(Point localization data)
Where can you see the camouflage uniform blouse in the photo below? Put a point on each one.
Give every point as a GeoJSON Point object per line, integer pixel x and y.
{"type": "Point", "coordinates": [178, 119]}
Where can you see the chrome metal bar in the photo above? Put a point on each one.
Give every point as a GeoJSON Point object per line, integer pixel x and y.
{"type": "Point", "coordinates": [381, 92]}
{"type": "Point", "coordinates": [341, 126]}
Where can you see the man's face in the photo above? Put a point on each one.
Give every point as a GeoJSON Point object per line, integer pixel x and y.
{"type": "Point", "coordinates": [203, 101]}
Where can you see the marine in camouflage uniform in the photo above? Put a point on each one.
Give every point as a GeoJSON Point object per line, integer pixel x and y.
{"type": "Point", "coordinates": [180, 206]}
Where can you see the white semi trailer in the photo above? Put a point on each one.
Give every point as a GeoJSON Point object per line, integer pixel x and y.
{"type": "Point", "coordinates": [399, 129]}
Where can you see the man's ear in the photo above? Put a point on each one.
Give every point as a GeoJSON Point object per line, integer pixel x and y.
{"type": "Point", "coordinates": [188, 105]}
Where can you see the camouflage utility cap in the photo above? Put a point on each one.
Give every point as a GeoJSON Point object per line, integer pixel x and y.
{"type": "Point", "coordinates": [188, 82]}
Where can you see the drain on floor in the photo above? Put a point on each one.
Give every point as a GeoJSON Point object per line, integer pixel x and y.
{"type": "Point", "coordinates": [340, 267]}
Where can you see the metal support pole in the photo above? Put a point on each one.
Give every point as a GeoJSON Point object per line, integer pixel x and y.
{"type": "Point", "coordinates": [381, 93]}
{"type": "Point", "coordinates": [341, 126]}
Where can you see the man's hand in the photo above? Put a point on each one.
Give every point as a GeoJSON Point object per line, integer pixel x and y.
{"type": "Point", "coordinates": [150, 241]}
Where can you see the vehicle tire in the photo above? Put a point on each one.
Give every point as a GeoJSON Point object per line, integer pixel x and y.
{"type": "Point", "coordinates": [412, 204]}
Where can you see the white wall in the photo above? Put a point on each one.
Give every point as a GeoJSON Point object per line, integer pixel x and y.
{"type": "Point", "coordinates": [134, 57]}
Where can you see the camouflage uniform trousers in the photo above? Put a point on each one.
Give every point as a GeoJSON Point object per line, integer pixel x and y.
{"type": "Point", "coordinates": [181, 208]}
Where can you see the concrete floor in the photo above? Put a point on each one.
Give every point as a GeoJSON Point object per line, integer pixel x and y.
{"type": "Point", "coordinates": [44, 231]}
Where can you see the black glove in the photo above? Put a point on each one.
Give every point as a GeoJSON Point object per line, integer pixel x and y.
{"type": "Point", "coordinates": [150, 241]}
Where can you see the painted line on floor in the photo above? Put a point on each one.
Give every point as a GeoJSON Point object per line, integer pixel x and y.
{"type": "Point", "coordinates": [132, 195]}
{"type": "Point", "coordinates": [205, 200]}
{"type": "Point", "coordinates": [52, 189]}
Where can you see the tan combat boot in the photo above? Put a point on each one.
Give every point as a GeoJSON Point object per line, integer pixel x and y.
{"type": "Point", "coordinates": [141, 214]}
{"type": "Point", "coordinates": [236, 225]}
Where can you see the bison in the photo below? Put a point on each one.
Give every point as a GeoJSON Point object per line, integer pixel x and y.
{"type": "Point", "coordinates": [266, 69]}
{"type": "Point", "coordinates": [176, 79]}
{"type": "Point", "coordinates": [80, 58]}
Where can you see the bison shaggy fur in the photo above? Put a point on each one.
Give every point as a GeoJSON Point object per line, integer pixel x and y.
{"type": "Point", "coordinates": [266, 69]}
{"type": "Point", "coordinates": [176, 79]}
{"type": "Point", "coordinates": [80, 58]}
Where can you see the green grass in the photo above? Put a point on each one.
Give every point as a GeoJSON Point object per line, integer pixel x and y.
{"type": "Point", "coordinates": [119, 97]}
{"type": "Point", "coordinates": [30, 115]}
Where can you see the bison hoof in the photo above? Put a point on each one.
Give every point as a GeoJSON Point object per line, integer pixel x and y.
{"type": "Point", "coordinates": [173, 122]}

What this task involves: Reproduce, word for word, all of the entries above.

Solution to this task:
Where can you see the camouflage uniform blouse in the photo below? Put a point on each one.
Give every point as a GeoJSON Point object per line, integer pixel x and y.
{"type": "Point", "coordinates": [178, 119]}
Where can you see the chrome metal bar in the photo above? Put a point on each one.
Give every point as a GeoJSON Point object per line, integer pixel x and y.
{"type": "Point", "coordinates": [381, 92]}
{"type": "Point", "coordinates": [341, 126]}
Where can you see the man's face in the photo above? Put a point on each one.
Give every point as a GeoJSON Point object per line, integer pixel x and y.
{"type": "Point", "coordinates": [203, 101]}
Where can you see the marine in camouflage uniform in the photo above? Put a point on each one.
Give every point as a GeoJSON Point object per line, integer pixel x and y.
{"type": "Point", "coordinates": [180, 206]}
Where can you see the white semi trailer in the photo above? Put a point on each one.
Give every point as a GeoJSON Point object per line, integer pixel x and y.
{"type": "Point", "coordinates": [399, 129]}
Where can you see the man's ear in the photo above? Put a point on each one.
Give every point as a GeoJSON Point object per line, integer pixel x and y.
{"type": "Point", "coordinates": [188, 105]}
Where can you see the camouflage utility cap in the photo above? Put a point on each one.
Give every point as a GeoJSON Point object per line, integer pixel x and y.
{"type": "Point", "coordinates": [188, 82]}
Where can you see the drain on floor in the photo above? Put a point on each one.
Give every point as a GeoJSON Point object per line, integer pixel x and y.
{"type": "Point", "coordinates": [340, 267]}
Where can you see the metal support pole in the photo above? Put a point on each one.
Give every point as a GeoJSON Point object per line, integer pixel x and y.
{"type": "Point", "coordinates": [381, 93]}
{"type": "Point", "coordinates": [341, 126]}
Where can you see the man's hand in the photo above? Put a point on each one.
Give every point as a GeoJSON Point object per line, integer pixel x and y.
{"type": "Point", "coordinates": [150, 241]}
Where can you see the vehicle tire in the photo above? Put a point on each one.
Give every point as a GeoJSON Point object per line, integer pixel x and y.
{"type": "Point", "coordinates": [412, 204]}
Where can you see the white wall in the photo above? Put a point on each one.
Give every point as a GeoJSON Point object per line, integer pixel x and y.
{"type": "Point", "coordinates": [134, 57]}
Where can you see the camouflage uniform trousers in the photo above? Put a point on each one.
Give every point as a GeoJSON Point object per line, integer pixel x and y.
{"type": "Point", "coordinates": [181, 208]}
Where can you see the concrete floor in the photo above? Put a point on each one.
Give every point as a GeoJSON Point object per line, integer pixel x and y.
{"type": "Point", "coordinates": [44, 231]}
Where can you see the black glove in the photo above? Put a point on each one.
Give every point as a GeoJSON Point object per line, integer pixel x and y.
{"type": "Point", "coordinates": [150, 241]}
Where can you see the painted line on floor in the photo above? Put a point on each one.
Give every point as a GeoJSON Point object per line, integer pixel x and y.
{"type": "Point", "coordinates": [132, 195]}
{"type": "Point", "coordinates": [205, 200]}
{"type": "Point", "coordinates": [52, 189]}
Where can you see the tan combat boot in the photo above? Put a point on each one.
Give every point as a GeoJSON Point object per line, integer pixel x and y.
{"type": "Point", "coordinates": [141, 214]}
{"type": "Point", "coordinates": [236, 225]}
Where can you see the bison in the photo below? Put a point on each one.
Give every point as a GeoJSON Point object per line, integer pixel x and y.
{"type": "Point", "coordinates": [266, 69]}
{"type": "Point", "coordinates": [176, 79]}
{"type": "Point", "coordinates": [80, 58]}
Where can you see the bison shaggy fur in the photo above? Put a point on each one.
Give every point as a GeoJSON Point object per line, integer pixel x and y.
{"type": "Point", "coordinates": [266, 69]}
{"type": "Point", "coordinates": [176, 79]}
{"type": "Point", "coordinates": [80, 58]}
Where can you see the green grass in the photo above? Put a point on each one.
Give every point as a GeoJSON Point object per line, integer pixel x and y.
{"type": "Point", "coordinates": [119, 97]}
{"type": "Point", "coordinates": [30, 115]}
Where can you see the bison hoof in the photo above? Put a point on each one.
Give every point as a GeoJSON Point object per line, integer pixel x and y.
{"type": "Point", "coordinates": [173, 122]}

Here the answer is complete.